## Assignment
Rewrite the part of the Scottish NHS waiting times article below, starting with "The Scottish Government has" and going on through "a half years.", with "waiting times" changed to "wait times" wherever it occurs.

## Document passage
------------------------------
Health Secretary launches £850m plan to meet waiting time targets by 2021

Ingrid Torjesen

Wednesday, 24 October 2018

The Scottish Government has published a plan to direct more than £850 million of investment to improve NHS waiting times.

The plan’s immediate focus is on improvements for patients whose treatment is urgent, who have a suspicion of cancer, and those who have waited the longest for an appointment. Steps will then be taken to reduce waiting times for outpatient and inpatient appointments and day cases.

The plan sets out how the Scottish Government will take action in three main areas: increasing capacity across the system, increasing clinical effectiveness and efficiency, designing and implementing new models of care.

It commits £535 million in frontline spending, and around £120 million in capital, in addition to the ongoing £200 million elective and diagnostic treatment centres programme over the next two and a half years.

There will also be work to build on the significant additional recruitment and training which is ongoing across the medical, nursing and the allied health professions. A £4 million investment will increase domestic and international recruitment, focusing on GP, nursing, midwifery and consultant specialties with the highest vacancy rates.
------------------------------
## Information given

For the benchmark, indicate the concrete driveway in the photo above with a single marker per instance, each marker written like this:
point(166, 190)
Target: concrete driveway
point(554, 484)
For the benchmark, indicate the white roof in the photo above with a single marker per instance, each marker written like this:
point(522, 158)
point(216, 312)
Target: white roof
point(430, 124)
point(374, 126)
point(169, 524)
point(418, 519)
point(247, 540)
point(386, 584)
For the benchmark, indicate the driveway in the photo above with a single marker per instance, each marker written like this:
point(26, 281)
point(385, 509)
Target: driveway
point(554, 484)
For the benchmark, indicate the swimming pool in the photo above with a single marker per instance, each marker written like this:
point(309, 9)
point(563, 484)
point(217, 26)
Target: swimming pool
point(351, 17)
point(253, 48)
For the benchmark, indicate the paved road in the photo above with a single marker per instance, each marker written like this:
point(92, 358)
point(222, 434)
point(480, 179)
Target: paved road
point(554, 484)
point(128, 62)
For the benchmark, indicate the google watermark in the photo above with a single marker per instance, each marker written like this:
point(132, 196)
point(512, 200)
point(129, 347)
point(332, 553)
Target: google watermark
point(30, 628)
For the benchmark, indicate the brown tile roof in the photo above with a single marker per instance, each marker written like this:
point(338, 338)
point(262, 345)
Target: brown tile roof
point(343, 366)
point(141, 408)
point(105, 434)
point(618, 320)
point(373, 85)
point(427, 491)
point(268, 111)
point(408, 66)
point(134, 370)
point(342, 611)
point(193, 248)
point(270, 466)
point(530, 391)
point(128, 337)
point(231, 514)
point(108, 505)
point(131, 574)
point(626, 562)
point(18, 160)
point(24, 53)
------------------------------
## Answer space
The Scottish Government has published a plan to direct more than £850 million of investment to improve NHS wait times.

The plan’s immediate focus is on improvements for patients whose treatment is urgent, who have a suspicion of cancer, and those who have waited the longest for an appointment. Steps will then be taken to reduce wait times for outpatient and inpatient appointments and day cases.

The plan sets out how the Scottish Government will take action in three main areas: increasing capacity across the system, increasing clinical effectiveness and efficiency, designing and implementing new models of care.

It commits £535 million in frontline spending, and around £120 million in capital, in addition to the ongoing £200 million elective and diagnostic treatment centres programme over the next two and a half years.